Text shown:
=====

Archaeological digs conducted in the 19th century have shown that the area was inhabited during the Bronze Age. A crannog with a connecting causeway was discovered in Kilbirnie Loch. In 1792 Mr Dickie, the miller at the Nether Mill, was building the road near the mill pond when he uncovered an empty stone coffin, 6.5 feet long by 2.5 feet wide. He is recorded to have broken up the coffin and used it in the road's construction. The earth mound known as the 'Miller's Knowe' has been identified as an 'ancient sepulchral tumuli', a burial mound, in the New Statistical Account of Ayrshire.

The town derived its name from the parish church, the "Auld Kirk". In 1740 there were only three houses; the population grew to 959 people by 1801. Half a century later, the town had grown substantially; in 1851 Kilbirnie contained 5,484 people, due to the Industrial Revolution. Growth continued with the opening of Kilbirnie railway station in 1906.

The 1913 networkers' strike in Kilbirnie was agreed at a National Federation of Women Workers meeting in late March. It lasted from April to September 1913, and was the longest recorded strike of women workers at that time. The strike, which enjoyed community support, was led by Kate McLean. In May 1913 there was a meeting in Kilbirnie where 10,000 supporters were present. The networkers' dispute was resolved on 2 September 1913 with improved wages and working conditions.

=====

Records provided:
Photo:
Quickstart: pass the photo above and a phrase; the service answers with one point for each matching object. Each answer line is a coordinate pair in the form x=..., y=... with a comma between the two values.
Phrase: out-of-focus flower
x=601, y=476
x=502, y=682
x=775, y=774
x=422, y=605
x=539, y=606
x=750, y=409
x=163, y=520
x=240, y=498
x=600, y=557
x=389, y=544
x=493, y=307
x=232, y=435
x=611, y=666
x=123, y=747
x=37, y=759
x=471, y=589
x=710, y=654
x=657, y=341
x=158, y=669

=====

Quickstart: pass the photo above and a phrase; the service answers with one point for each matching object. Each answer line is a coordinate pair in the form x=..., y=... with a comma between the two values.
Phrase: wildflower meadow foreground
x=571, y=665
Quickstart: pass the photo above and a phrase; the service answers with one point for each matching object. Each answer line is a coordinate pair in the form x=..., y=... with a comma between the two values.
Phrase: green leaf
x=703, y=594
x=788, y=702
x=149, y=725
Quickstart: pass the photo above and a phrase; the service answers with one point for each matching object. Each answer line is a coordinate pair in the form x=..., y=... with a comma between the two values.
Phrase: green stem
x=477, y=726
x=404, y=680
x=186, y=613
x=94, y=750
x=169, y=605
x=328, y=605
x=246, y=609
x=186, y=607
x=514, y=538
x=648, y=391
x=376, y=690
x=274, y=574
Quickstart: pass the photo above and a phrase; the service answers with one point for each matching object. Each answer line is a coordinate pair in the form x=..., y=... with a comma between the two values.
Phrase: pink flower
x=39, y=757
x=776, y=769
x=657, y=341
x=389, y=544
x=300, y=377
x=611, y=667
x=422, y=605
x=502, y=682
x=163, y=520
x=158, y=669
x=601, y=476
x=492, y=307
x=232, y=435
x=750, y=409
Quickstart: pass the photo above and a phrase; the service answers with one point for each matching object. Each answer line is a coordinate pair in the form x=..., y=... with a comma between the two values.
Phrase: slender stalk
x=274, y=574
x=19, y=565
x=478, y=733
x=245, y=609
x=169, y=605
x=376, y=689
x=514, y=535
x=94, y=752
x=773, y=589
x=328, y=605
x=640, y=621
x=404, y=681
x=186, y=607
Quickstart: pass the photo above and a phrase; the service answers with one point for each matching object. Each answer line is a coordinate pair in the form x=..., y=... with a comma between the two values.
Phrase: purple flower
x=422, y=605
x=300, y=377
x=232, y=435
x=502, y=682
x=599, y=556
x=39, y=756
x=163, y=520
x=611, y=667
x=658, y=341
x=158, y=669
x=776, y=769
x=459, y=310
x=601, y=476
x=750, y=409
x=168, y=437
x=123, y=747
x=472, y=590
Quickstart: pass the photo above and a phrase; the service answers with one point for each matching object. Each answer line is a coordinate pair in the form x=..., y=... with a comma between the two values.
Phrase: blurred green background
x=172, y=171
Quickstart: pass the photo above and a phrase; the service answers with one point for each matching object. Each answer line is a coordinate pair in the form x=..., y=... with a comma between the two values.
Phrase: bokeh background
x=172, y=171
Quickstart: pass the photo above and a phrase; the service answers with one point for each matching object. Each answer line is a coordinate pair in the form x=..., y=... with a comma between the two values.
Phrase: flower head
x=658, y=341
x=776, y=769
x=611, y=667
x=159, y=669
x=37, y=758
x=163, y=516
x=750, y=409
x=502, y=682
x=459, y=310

=====

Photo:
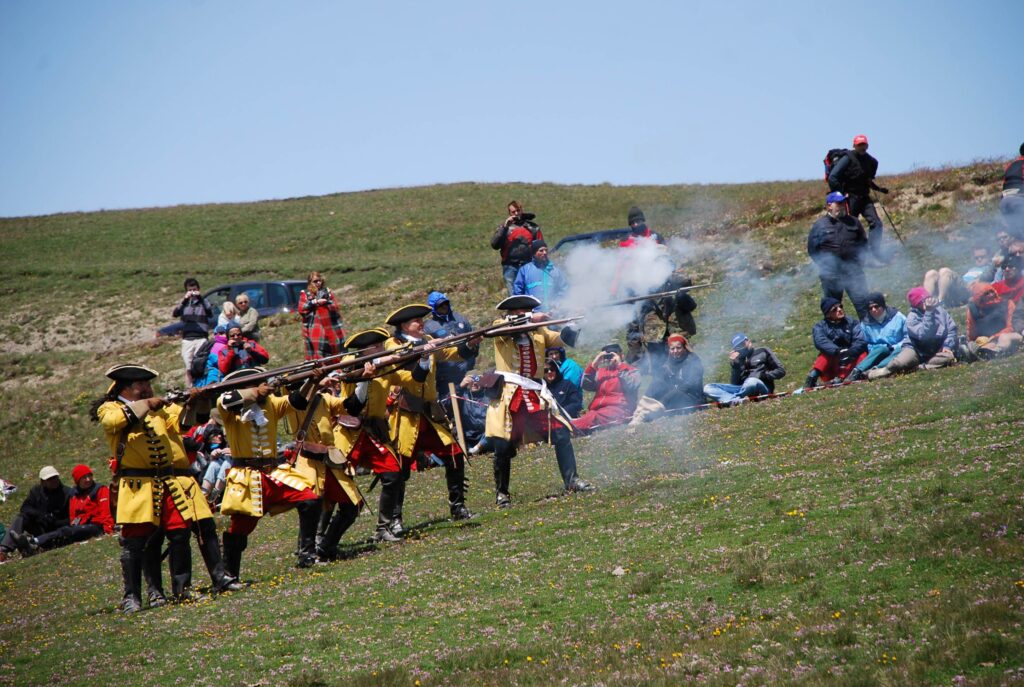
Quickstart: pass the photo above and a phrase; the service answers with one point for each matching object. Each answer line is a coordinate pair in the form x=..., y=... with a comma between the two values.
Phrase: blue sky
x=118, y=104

=====

Exercise details:
Copy out the full Kilbirnie history text word for word. Rely on the Kilbirnie history text and nothing else.

Output:
Archaeological digs conducted in the 19th century have shown that the area was inhabited during the Bronze Age. A crannog with a connecting causeway was discovered in Kilbirnie Loch. In 1792 Mr Dickie, the miller at the Nether Mill, was building the road near the mill pond when he uncovered an empty stone coffin, 6.5 feet long by 2.5 feet wide. He is recorded to have broken up the coffin and used it in the road's construction. The earth mound known as the 'Miller's Knowe' has been identified as an 'ancient sepulchral tumuli', a burial mound, in the New Statistical Account of Ayrshire.

The town derived its name from the parish church, the "Auld Kirk". In 1740 there were only three houses; the population grew to 959 people by 1801. Half a century later, the town had grown substantially; in 1851 Kilbirnie contained 5,484 people, due to the Industrial Revolution. Growth continued with the opening of Kilbirnie railway station in 1906.

The 1913 networkers' strike in Kilbirnie was agreed at a National Federation of Women Workers meeting in late March. It lasted from April to September 1913, and was the longest recorded strike of women workers at that time. The strike, which enjoyed community support, was led by Kate McLean. In May 1913 there was a meeting in Kilbirnie where 10,000 supporters were present. The networkers' dispute was resolved on 2 September 1913 with improved wages and working conditions.